>> Start Given information

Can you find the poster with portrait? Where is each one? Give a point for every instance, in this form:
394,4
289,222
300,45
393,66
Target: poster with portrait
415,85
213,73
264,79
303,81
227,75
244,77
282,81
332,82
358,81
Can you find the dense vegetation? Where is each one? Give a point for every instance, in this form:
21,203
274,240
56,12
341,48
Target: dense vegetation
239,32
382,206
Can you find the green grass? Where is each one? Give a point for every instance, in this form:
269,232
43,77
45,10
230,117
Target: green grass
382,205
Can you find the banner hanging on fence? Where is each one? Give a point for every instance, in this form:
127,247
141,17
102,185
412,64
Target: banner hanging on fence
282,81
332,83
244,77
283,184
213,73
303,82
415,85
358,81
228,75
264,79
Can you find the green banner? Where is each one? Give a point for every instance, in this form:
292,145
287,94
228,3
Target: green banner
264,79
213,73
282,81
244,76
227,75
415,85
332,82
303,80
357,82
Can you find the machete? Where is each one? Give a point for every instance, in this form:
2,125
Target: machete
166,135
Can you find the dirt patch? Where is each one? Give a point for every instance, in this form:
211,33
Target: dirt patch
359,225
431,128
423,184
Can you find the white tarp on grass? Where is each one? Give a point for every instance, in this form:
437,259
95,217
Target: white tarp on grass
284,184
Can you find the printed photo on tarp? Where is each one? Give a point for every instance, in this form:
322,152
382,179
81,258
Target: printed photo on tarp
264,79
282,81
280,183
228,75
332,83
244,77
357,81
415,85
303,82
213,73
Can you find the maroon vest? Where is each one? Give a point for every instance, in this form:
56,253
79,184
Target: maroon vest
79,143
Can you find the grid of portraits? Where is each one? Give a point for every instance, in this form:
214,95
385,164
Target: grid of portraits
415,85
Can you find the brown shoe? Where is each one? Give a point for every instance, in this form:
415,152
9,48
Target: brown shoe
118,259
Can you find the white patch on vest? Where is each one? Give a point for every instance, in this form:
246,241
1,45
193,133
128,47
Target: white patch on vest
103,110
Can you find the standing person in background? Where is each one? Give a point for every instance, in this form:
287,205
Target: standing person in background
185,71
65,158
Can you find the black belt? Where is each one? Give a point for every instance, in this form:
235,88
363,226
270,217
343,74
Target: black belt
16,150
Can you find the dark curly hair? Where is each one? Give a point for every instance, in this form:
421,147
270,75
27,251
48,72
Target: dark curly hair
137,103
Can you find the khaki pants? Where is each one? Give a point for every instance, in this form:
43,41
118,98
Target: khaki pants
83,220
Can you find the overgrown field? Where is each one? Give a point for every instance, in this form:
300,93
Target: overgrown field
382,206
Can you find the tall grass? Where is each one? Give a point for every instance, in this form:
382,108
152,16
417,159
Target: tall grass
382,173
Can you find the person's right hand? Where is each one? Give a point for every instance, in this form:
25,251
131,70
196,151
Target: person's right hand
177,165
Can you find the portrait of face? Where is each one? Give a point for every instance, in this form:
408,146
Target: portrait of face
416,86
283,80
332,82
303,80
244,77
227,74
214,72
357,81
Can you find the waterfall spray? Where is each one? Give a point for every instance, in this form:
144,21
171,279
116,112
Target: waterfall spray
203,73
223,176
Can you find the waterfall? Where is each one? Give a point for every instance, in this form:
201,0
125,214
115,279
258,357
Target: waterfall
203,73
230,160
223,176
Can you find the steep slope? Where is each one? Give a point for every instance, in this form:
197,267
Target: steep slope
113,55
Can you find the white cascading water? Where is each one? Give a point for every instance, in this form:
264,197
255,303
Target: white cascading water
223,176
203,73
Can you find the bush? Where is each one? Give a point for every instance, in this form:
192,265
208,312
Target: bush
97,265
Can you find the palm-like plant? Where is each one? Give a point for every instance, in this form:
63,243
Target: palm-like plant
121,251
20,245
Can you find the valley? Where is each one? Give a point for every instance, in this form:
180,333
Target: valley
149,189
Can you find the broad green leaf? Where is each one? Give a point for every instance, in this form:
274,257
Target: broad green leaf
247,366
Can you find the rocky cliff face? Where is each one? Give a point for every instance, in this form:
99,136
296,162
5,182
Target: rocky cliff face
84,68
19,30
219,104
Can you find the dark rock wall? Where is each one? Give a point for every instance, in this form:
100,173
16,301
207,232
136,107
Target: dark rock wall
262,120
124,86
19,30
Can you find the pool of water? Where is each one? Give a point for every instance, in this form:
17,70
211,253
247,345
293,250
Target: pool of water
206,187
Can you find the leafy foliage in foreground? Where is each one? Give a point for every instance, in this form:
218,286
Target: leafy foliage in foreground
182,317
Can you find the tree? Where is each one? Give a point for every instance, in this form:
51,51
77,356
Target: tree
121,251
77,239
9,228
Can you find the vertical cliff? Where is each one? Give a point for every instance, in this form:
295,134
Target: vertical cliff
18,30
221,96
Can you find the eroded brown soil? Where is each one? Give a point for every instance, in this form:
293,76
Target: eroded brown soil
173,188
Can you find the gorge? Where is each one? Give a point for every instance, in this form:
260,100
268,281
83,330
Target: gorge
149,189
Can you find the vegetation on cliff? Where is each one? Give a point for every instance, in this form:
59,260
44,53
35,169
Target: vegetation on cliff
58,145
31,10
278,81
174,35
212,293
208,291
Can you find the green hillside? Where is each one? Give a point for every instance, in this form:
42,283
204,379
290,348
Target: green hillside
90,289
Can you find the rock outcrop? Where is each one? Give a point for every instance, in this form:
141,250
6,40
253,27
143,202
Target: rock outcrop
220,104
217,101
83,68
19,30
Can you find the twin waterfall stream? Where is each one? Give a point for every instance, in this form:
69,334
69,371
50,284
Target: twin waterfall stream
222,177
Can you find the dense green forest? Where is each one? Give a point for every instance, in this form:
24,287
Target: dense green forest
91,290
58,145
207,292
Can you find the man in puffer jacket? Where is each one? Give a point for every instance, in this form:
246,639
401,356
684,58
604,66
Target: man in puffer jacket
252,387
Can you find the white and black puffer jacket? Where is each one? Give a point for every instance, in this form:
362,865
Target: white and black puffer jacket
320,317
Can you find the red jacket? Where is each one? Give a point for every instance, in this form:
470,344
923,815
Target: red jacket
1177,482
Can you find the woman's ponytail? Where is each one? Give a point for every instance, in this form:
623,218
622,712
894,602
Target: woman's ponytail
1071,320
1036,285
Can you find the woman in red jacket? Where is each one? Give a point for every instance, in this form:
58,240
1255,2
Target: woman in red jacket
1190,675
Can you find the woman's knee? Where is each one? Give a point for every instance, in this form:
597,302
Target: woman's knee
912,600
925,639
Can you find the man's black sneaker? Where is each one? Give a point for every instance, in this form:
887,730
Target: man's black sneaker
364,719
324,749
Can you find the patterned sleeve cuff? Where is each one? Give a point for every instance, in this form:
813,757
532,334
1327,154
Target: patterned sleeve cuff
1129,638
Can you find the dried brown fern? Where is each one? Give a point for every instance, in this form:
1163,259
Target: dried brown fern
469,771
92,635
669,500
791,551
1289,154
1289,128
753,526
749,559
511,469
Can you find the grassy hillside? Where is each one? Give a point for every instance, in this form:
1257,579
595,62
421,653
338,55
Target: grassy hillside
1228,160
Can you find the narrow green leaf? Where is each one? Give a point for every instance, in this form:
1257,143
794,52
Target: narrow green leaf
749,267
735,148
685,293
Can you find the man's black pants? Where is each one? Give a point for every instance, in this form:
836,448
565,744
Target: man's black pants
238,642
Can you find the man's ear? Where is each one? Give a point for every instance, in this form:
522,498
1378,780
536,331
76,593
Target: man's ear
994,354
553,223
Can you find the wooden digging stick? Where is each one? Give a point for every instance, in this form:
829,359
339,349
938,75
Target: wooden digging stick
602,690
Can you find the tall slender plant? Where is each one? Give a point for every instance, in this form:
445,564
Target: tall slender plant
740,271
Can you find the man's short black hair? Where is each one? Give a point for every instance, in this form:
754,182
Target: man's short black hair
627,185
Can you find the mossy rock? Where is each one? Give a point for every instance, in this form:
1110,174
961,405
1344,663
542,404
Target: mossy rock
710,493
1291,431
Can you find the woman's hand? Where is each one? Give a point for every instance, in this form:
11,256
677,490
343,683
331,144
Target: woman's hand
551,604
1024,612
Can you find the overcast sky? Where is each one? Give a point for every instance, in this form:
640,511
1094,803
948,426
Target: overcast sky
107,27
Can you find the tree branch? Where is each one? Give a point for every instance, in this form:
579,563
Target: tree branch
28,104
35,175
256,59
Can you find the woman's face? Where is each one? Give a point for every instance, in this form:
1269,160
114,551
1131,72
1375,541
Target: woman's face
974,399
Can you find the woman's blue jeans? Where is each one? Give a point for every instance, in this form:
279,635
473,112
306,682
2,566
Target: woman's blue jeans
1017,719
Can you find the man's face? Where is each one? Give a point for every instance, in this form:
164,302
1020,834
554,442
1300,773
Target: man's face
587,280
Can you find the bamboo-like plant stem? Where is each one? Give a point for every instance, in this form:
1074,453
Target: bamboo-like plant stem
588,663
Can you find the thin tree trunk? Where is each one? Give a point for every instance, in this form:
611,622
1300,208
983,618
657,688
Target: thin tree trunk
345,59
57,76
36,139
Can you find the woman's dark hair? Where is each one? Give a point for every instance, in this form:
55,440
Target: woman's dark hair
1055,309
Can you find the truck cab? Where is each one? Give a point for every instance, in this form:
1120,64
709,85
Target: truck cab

>> End Given information

● What the task requires: Repeat the rows above verbatim, from the line containing "Can you find the woman's dark" through the end of the rows, with both ends included.

● Task output:
Can you find the woman's dark hair? Where is each one? Give a point for every instance, in this form:
55,440
Target: woman's dark hair
1055,309
Can you find the truck cab? Where is each one? Give a point for every instance, in this form:
1120,64
709,85
Target: truck cab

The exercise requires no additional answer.